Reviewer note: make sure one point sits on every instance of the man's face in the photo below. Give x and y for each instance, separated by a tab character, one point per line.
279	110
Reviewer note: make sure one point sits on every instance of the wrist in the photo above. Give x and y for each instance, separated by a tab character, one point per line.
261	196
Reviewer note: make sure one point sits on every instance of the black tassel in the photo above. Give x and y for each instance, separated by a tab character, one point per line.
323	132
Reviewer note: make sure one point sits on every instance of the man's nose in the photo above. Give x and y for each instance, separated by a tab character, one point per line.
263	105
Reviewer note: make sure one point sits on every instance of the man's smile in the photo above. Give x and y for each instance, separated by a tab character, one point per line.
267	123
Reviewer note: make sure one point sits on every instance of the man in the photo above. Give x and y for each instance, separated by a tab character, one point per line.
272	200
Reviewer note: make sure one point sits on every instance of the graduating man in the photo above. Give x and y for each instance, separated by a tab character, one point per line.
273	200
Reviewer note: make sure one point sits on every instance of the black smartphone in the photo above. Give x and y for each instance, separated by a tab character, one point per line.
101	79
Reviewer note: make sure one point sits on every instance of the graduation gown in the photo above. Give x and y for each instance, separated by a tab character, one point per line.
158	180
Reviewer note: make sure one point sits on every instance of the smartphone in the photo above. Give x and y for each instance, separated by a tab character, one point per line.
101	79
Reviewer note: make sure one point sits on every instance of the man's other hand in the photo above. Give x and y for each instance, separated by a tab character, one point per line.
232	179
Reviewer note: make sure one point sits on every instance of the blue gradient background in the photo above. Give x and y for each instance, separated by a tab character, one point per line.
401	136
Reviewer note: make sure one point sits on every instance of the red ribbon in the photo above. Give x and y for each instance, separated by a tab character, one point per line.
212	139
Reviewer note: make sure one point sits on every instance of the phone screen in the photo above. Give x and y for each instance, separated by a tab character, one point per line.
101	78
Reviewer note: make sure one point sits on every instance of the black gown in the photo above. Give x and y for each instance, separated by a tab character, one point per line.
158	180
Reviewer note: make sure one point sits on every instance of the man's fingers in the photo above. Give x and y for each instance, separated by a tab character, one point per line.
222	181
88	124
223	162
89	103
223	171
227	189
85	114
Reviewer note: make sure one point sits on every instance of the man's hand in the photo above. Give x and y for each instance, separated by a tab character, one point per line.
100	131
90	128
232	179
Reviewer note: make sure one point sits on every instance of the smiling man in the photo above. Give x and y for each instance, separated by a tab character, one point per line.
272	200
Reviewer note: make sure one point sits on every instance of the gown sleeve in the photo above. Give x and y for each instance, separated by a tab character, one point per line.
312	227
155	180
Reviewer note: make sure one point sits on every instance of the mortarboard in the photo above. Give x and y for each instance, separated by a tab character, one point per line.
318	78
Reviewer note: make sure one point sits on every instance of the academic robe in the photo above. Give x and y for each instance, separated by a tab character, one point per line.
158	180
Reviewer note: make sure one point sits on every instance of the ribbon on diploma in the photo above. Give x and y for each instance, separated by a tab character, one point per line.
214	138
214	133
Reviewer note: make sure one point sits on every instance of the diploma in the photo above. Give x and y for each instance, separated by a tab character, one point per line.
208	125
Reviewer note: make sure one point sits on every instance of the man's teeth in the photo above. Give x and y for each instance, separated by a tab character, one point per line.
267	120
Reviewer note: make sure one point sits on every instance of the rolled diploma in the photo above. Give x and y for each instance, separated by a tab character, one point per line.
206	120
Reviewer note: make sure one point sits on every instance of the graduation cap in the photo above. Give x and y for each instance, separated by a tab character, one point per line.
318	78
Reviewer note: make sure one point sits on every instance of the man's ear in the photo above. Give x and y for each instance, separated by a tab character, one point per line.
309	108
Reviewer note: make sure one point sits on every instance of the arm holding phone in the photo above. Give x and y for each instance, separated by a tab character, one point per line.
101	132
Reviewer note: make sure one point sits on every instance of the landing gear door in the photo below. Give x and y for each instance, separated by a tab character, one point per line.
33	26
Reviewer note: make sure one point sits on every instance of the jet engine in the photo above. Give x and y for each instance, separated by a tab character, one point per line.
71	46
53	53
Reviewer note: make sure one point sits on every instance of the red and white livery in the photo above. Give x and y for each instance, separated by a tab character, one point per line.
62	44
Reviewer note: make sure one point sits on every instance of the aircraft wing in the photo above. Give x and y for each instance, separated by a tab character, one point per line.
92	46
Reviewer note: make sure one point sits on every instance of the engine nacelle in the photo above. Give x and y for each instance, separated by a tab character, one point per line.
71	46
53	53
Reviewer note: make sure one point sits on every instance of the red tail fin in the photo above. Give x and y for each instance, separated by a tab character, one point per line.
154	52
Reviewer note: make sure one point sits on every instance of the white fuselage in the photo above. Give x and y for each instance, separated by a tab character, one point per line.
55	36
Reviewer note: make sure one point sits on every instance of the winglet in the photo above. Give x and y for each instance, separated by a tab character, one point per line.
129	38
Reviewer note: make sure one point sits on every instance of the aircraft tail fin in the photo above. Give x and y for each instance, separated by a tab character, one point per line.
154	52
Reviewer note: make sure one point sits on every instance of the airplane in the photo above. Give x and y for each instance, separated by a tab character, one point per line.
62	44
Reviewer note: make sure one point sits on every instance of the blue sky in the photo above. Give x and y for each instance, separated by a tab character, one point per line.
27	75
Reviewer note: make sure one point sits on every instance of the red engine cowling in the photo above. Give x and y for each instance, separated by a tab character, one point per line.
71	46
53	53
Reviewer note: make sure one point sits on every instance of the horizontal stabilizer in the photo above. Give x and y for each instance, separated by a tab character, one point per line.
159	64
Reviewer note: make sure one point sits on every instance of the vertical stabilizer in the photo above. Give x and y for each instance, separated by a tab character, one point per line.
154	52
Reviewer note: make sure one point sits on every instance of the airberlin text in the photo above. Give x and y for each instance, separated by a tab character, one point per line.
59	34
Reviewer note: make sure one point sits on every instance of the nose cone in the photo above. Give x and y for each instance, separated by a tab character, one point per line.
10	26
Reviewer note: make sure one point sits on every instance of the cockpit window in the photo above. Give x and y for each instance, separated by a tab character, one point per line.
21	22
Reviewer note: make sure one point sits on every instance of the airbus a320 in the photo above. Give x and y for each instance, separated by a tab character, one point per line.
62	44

═══

*Problem to work on*
Go through the records above and retype each one exactly.

*Completed exercise*
Reviewer note: make sure one point sits on every instance of the man's face in the photo below. Give x and y for each instance, separated by a tab character, one point per line.
279	110
Reviewer note: make sure one point sits on every instance of the wrist in the photo above. Give x and y for each instance, separated by a tab character, one point per line.
261	196
Reviewer note: make sure one point sits on every instance of the black tassel in the photo above. Give x and y for each instance, separated by a tab character, one point per line.
323	132
Reviewer note: make sure one point sits on every instance of the man's nose in the photo above. Give x and y for each instance, separated by a tab character, one point per line.
263	105
Reviewer note: make sure one point sits on every instance of the man's smile in the photo above. Give x and y for each instance, separated by a tab character, one point per line.
267	123
Reviewer note: make sure one point sits on every instance of the man in the photo above. Give x and y for each instance, separated by a tab character, one point per line.
272	200
Reviewer note: make sure one point sits on every instance of the graduating man in the photo above. Give x and y for each instance, separated by a tab character, one point per line.
273	200
Reviewer note: make sure one point sits on every instance of the black smartphone in the photo above. Give x and y for each instance, separated by a tab character, one point per line.
101	79
Reviewer note: make sure one point sits on every instance of the graduation gown in the photo above. Give x and y for each instance, separated by a tab character, one point per line.
158	180
Reviewer note: make sure one point sits on every instance of the smartphone in the photo above. Give x and y for each instance, separated by a tab character, one point per line.
101	79
Reviewer note: make sure one point sits on every instance of the man's other hand in the photo above. Give x and y for each instance, separated by a tab character, one point per line.
232	179
Reviewer note: make sure one point sits on every instance of the blue gradient background in the photo above. Give x and y for each instance, separated by a tab character, one point per line.
401	136
Reviewer note: make sure one point sits on every instance of the red ribbon in the photo above. Give x and y for each instance, separated by a tab character, one point per line.
212	139
Reviewer note: make sure one point sits on every instance of the phone screen in the photo above. Give x and y for each instance, separated by a tab character, one point per line.
101	78
Reviewer note: make sure one point sits on every instance of the black gown in the photo above. Give x and y for each instance, separated by a tab character, one point per line.
158	180
Reviewer note: make sure one point sits on every instance of the man's fingers in the photo above. Give x and y for each instance, separated by a tab character, one point per line.
222	181
88	124
223	162
89	103
223	171
227	189
85	114
Reviewer note: make sure one point sits on every instance of the man's hand in the photo above. Give x and y for each instance, separated by a tab character, one point per line.
100	131
90	128
232	179
Reviewer note: make sure one point sits on every instance of the smiling man in the photo above. Give x and y for each instance, separated by a tab character, one point per line.
272	200
Reviewer note: make sure one point sits on every instance of the gown sleeve in the photo above. Give x and y for each instance, separated by a tab character, one point per line.
312	227
155	180
Reviewer note: make sure one point sits on every instance of the mortarboard in the photo above. Give x and y for each instance, separated by a tab character, one point per line.
318	78
Reviewer note: make sure one point sits on every instance of the academic robe in the photo above. Give x and y for each instance, separated by a tab character, one point per line.
158	180
Reviewer note: make sure one point sits on every instance of the ribbon on diploma in the photo above. Give x and y for each instance, separated by a tab character, one point per line.
214	138
214	133
Reviewer note: make sure one point sits on every instance of the diploma in the photo above. Give x and y for each instance, separated by a tab character, one point per line.
208	125
Reviewer note: make sure one point sits on every instance of the man's teeth in the photo above. Give x and y for each instance, separated by a tab character, one point per line.
267	120
Reviewer note: make sure one point sits on every instance of the rolled diploma in the photo above. Give x and y for each instance, separated by a tab character, one point per line.
206	120
Reviewer note: make sure one point sits on every instance of the graduation cap in the photo above. Give x and y for each instance, separated by a tab character, one point per line.
318	78
Reviewer note: make sure one point sits on every instance of the man's ear in the photo above. Give x and y for each instance, separated by a tab character, one point per line.
309	108
Reviewer note: make sure one point sits on every instance of the arm holding phone in the photo above. Give x and y for each instance, separated by a tab character, one point per line.
101	132
Reviewer note: make sure one point sits on every instance of the landing gear door in the photo below. Give x and y for each instance, separated by a tab character, one point per line.
33	26
Reviewer note: make sure one point sits on every instance of the jet engine in the photo above. Give x and y for each instance, separated by a tab character, one point per line.
71	46
53	53
Reviewer note: make sure one point sits on every instance of the red and white livery in the photo above. Give x and y for each instance, separated by a tab character, one point per line.
62	44
Reviewer note: make sure one point sits on every instance of the aircraft wing in the photo above. Give x and y for each instance, separated by a tab character, one point per line.
92	46
Reviewer note: make sure one point sits on every instance of the engine nacelle in the photo above. Give x and y for each instance, separated by a tab character, one point per line.
71	46
53	53
Reviewer note: make sure one point sits on every instance of the red tail fin in the photo above. Give x and y for each instance, separated by a tab character, one point per line.
154	52
Reviewer note: make sure one point sits on every instance of the white fuselage in the photo above. Give x and y for each instance, separated by a tab character, one point per line.
55	36
Reviewer note: make sure one point sits on every instance of the winglet in the photo above. Give x and y for each instance, separated by a tab character, one point per line.
129	38
Reviewer note: make sure one point sits on every instance of the aircraft tail fin in the photo above. Give x and y for each instance, separated by a tab character, one point per line.
154	52
Reviewer note: make sure one point sits on every instance of the airplane in the photo above. Give x and y for each instance, separated by a tab character, one point per line.
62	44
Reviewer note: make sure one point sits on every instance of the blue sky in the photo above. Give x and y for each instance, separated by a tab character, one point per line.
27	75
Reviewer note: make sure one point sits on every instance of the red engine cowling in the photo above. Give x and y for each instance, separated by a tab character, one point per line.
71	46
53	53
Reviewer note: make sure one point sits on every instance of the horizontal stabilizer in the photo above. Give x and y for each instance, separated by a tab character, one point per line.
159	64
Reviewer note: make sure one point sits on every instance of the vertical stabilizer in the photo above. Give x and y for each instance, separated by a tab character, one point per line.
154	52
Reviewer note: make sure one point sits on every instance of the airberlin text in the photo above. Give x and y for each instance, separated by a tab character, one point per line.
59	34
Reviewer note: make sure one point sits on every instance of the nose cone in the photo above. Give x and y for each instance, separated by a tab character, one point per line.
10	26
Reviewer note: make sure one point sits on every instance of the cockpit window in the photo above. Give x and y for each instance, separated by a tab character, one point per line.
21	22
Reviewer note: make sure one point sits on every instance of the airbus a320 in the photo above. Give x and y for each instance, separated by a tab character, one point per line.
62	44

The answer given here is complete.